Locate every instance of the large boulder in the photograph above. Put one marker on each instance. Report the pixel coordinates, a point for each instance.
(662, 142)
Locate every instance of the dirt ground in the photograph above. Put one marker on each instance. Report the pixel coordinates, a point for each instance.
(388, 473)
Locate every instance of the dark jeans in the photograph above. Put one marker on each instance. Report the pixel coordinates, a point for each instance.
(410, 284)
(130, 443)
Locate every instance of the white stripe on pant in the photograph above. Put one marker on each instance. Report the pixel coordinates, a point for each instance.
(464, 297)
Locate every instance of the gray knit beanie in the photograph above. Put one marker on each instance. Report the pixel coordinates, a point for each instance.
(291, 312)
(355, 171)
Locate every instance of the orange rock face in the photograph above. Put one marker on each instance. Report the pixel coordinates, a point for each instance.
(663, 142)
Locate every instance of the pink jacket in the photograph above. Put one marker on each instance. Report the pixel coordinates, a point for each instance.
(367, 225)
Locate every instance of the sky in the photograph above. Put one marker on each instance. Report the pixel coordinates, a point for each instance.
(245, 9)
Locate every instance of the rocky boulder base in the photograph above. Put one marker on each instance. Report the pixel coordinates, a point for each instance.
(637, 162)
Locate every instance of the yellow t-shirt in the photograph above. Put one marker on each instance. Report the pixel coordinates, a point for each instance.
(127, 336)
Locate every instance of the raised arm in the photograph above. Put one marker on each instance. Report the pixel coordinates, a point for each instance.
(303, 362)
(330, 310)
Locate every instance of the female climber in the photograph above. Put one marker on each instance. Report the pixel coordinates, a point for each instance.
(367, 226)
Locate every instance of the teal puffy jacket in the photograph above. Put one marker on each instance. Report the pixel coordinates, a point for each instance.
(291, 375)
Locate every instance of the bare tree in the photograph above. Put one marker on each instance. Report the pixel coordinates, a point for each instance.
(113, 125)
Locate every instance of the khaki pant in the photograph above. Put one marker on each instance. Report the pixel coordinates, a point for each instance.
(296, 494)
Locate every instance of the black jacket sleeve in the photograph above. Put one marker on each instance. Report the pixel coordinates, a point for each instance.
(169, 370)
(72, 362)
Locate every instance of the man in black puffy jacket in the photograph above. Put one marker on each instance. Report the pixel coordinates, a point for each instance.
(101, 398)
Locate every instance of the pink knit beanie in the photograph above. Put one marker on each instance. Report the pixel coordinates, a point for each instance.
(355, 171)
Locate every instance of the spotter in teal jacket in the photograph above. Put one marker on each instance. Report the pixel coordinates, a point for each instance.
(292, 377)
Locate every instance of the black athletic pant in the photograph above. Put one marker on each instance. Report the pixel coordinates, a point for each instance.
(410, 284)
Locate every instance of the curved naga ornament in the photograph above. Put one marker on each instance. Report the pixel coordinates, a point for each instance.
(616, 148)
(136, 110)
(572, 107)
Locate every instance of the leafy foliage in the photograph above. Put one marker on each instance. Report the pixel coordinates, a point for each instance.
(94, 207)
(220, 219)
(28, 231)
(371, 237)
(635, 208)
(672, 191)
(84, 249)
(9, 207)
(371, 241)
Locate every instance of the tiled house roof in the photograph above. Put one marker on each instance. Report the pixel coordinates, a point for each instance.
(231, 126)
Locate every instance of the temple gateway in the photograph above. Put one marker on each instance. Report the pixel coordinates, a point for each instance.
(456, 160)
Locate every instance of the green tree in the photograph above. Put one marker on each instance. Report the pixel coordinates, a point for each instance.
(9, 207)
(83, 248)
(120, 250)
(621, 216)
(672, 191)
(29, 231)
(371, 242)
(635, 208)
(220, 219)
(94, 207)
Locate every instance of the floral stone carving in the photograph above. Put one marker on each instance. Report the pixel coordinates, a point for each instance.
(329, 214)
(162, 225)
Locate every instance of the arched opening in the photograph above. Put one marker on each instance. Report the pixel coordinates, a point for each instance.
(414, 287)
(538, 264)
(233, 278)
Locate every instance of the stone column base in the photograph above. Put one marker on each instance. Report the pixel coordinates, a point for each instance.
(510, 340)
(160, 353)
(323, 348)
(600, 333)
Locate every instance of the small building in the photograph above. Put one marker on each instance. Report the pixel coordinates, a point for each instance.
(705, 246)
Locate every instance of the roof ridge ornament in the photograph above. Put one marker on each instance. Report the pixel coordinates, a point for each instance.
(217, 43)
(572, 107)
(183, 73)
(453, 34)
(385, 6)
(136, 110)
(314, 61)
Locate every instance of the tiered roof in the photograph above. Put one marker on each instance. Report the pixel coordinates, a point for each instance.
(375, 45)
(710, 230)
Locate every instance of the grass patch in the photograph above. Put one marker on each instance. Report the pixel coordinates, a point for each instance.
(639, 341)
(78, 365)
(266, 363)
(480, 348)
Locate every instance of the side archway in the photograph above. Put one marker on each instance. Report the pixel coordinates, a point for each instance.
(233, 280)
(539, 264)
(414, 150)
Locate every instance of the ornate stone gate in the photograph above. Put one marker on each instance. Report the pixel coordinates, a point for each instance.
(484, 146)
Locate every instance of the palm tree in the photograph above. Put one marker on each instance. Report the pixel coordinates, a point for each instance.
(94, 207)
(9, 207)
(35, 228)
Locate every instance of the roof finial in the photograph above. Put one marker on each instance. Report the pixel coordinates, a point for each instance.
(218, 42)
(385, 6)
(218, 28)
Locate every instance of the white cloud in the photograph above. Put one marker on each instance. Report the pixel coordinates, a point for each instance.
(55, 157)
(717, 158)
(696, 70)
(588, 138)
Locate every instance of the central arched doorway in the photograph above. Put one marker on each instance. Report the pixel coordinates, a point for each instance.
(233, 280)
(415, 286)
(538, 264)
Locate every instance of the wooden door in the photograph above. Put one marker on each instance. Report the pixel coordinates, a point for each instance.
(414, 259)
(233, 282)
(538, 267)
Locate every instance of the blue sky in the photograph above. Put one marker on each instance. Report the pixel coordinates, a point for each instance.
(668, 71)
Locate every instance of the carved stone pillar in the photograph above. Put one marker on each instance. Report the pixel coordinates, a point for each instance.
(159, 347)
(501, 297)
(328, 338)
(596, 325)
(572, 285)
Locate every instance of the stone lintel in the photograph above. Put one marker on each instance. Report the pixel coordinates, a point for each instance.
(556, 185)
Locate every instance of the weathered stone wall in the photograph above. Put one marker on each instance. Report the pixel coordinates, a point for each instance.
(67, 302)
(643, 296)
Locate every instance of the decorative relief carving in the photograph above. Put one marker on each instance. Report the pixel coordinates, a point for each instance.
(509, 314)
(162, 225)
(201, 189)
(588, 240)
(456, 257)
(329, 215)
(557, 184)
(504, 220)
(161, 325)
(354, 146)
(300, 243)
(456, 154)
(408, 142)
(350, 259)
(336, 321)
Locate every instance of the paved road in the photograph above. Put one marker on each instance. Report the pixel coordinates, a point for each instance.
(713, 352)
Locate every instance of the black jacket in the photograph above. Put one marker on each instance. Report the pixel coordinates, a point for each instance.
———
Could you reproduce every record above exactly as it appears?

OUTPUT OF THE EXERCISE:
Locate every instance of the large boulder in the photograph above. Put one marker on each instance. Report the pixel coordinates, a point for each instance.
(662, 142)
Locate every instance of the dirt ground in the photograph above. Put one marker on each instance. Report the pixel coordinates, a point for each instance.
(388, 473)
Locate every instance of the dark jeans in the photograph above. Put one marker on each instance. Report the pixel coordinates, a point for each instance.
(410, 284)
(130, 443)
Locate every instance of the white stripe on pant in the photograph above. Put one marker on each instance. Report the pixel coordinates, a point for each instance.
(464, 297)
Locate every instance of the gray knit beanie in the photograph above. Put one marker on each instance. Report the pixel coordinates, a point for each instance.
(291, 312)
(355, 171)
Locate every instance of the orange rock face in the photograph above. Put one marker on each instance. Report the pixel coordinates, a point for each instance.
(663, 142)
Locate every instance of the pink jacket in the photograph above. Put one marker on each instance. Report the pixel coordinates, a point for each instance.
(367, 225)
Locate every instance of the sky in the photograph above. Put one marker on each instance. Report the pixel coordinates, a point for each instance.
(245, 9)
Locate every instance of the rocky boulder base in the photograph above. Put one marker on each instance. Report the pixel coordinates, a point for each instance.
(637, 162)
Locate every instance of the yellow t-shirt in the photograph above. Put one marker on each instance. Report the pixel coordinates, a point for each instance.
(127, 336)
Locate every instance of the raised arm in the photograph above. Put one marker on each instance. Report the pixel coordinates, a point for each instance.
(303, 362)
(330, 310)
Locate every instance of the female climber in the photograph above. Put one marker on each instance. Report the pixel coordinates, a point for each instance.
(367, 226)
Locate every instance of the teal puffy jacket in the photograph above. Put one marker on each instance. Report the pixel coordinates, a point for each instance.
(291, 375)
Locate every instance of the bare tree in the photograph above. Put one marker on each instance. Report the pixel coordinates, a point for each instance.
(113, 125)
Locate every instance of the khaki pant in the photograph above. Put one marker on each instance. Report the pixel coordinates, a point for each instance.
(296, 494)
Locate every instance of the black jacket sleeve in the photograph above. Put one marker on each instance. Report the pixel coordinates, a point for each instance.
(169, 370)
(72, 362)
Locate every instance of the man in black puffy jacket in the photograph above. Put one marker on each instance. Report the pixel coordinates, a point for each instance.
(101, 398)
Locate every instance of the pink knit beanie in the photograph above. Put one marker on each instance. Report the pixel coordinates, a point for each instance.
(355, 171)
Locate every instance of the spotter in teal jacket in the photograph above. Put one marker on each instance. Report the pixel coordinates, a point for each instance.
(292, 377)
Locate every instance of the black athletic pant in the photograph above. Put one marker on each instance. Report the pixel coordinates, a point for each instance.
(410, 284)
Locate every instance of the curved naga ornament in the photograph above. Put one marker on each instance. Report the pixel coordinates, a point for each instance.
(616, 148)
(136, 110)
(572, 107)
Locate every instance of the leafy foliage in the photograph above. Put one marker on each instance. Report the pixel coordinates, a point for each instance.
(94, 207)
(220, 219)
(28, 231)
(371, 237)
(635, 208)
(672, 191)
(84, 249)
(9, 207)
(371, 241)
Locate every instance of the tiled house roof in the photograph above. Put one marker on each instance. Report the pixel coordinates, a point for each instance.
(231, 126)
Locate every instance of the temple gateway in the photograph above. Put one marker on each instance. Report the pixel coordinates, a point for each instance.
(456, 160)
Locate every instance of the green tree in the photograph above. Put one marker on each instance. Report the pixel coordinates, a point for each instance.
(9, 207)
(83, 248)
(120, 250)
(621, 216)
(672, 191)
(29, 231)
(371, 242)
(635, 208)
(220, 219)
(94, 207)
Locate every instance of the floral stone carving in the photograph above. Put one marker on each instance. Report the pixel coordinates, a point for each instance.
(329, 214)
(162, 225)
Locate every instance of the arched opening in the photograph above. Put one marker on each instance. Report the pixel coordinates, a point for each instance.
(414, 287)
(538, 264)
(233, 278)
Locate every instance of the stone column base in the photograph above. Put one marker on each instance. Report the pixel coordinates, a point for each instance.
(510, 340)
(160, 353)
(323, 348)
(600, 333)
Locate every instance of the small building in the photograph above. Put one marker on each instance. Report the pixel coordinates, a point for each instance.
(705, 246)
Locate every instance of the roof ridge ornament in the photograph above. Put one marker on each instance. Report the pixel coordinates, a point for each instance.
(217, 43)
(572, 107)
(183, 73)
(453, 34)
(385, 6)
(136, 110)
(314, 61)
Locate every instance of the tiered roof in the photograph above. Put one marker on each instance. Report the pixel coordinates, a point for each instance.
(375, 45)
(710, 230)
Locate every instance of the grass patch in the photograph above. Put one marker on each instance. Report the pixel coordinates, a point for each instance.
(639, 341)
(78, 365)
(266, 363)
(480, 348)
Locate every instance of the side archway in the photograph above. Put one marker on each instance. Report the pixel coordinates, a point for each instance.
(233, 280)
(539, 264)
(414, 150)
Locate every instance of the ornate stone gate in the photograph above. Put one marker on each instance. Report the pixel coordinates, a point for each instance.
(484, 146)
Locate every instance of the palm tree in the photograph above. Put one marker on each instance. Report the pixel coordinates, a point for each instance.
(94, 207)
(9, 207)
(35, 228)
Locate every instance of the roof finial in the photograph above. Put one marker on each instance. Report the pixel coordinates, a point for each instance.
(218, 42)
(385, 6)
(218, 28)
Locate every instance of the white cloud in the photograph above. Put one marker on each instance. Report the pixel coordinates, a point for each instance.
(55, 157)
(717, 158)
(696, 70)
(588, 138)
Locate every instance of the central arched doorway in the photograph above. Put one marker on each instance. Report the pixel coordinates, a point for each instance.
(233, 280)
(415, 286)
(538, 264)
Locate every instance of the wooden door in the photograph above. Put one marker on each instance. Report the pixel coordinates, a point for each instance.
(414, 259)
(233, 282)
(538, 267)
Locate every instance of the blue sky in the photograph above. Put one marker on each instance. Report the pixel coordinates, a point for each instance.
(668, 71)
Locate every instance of the carved stone pillar in the photograph above. Put one marker on each instance. Report the pixel coordinates, a point for each instance.
(159, 347)
(501, 297)
(328, 338)
(596, 325)
(572, 285)
Locate every instance of the stone lintel in the photograph above. Put one marker on each instance. Report the pixel coordinates, a point for each instance.
(556, 185)
Locate every instance of the weathered stone wall in the photograph above. Put one marker on each instance. Report the pixel coordinates, a point for each instance.
(67, 302)
(643, 296)
Locate every instance of the decorative relief carving in the photograph above. Put one marker on each instance. Report the pixel coordinates, a point for each instance.
(509, 314)
(162, 225)
(201, 189)
(588, 240)
(456, 257)
(329, 215)
(557, 184)
(504, 220)
(161, 325)
(354, 146)
(300, 243)
(456, 154)
(408, 142)
(350, 259)
(336, 321)
Locate every instance of the paved road in the photograph above. Put one marker on each instance. Report the pixel coordinates, a point for each instance.
(713, 352)
Locate every instance of the black jacket in the photograph above. Put one marker on each instance. Report the pixel coordinates, a point for each instance.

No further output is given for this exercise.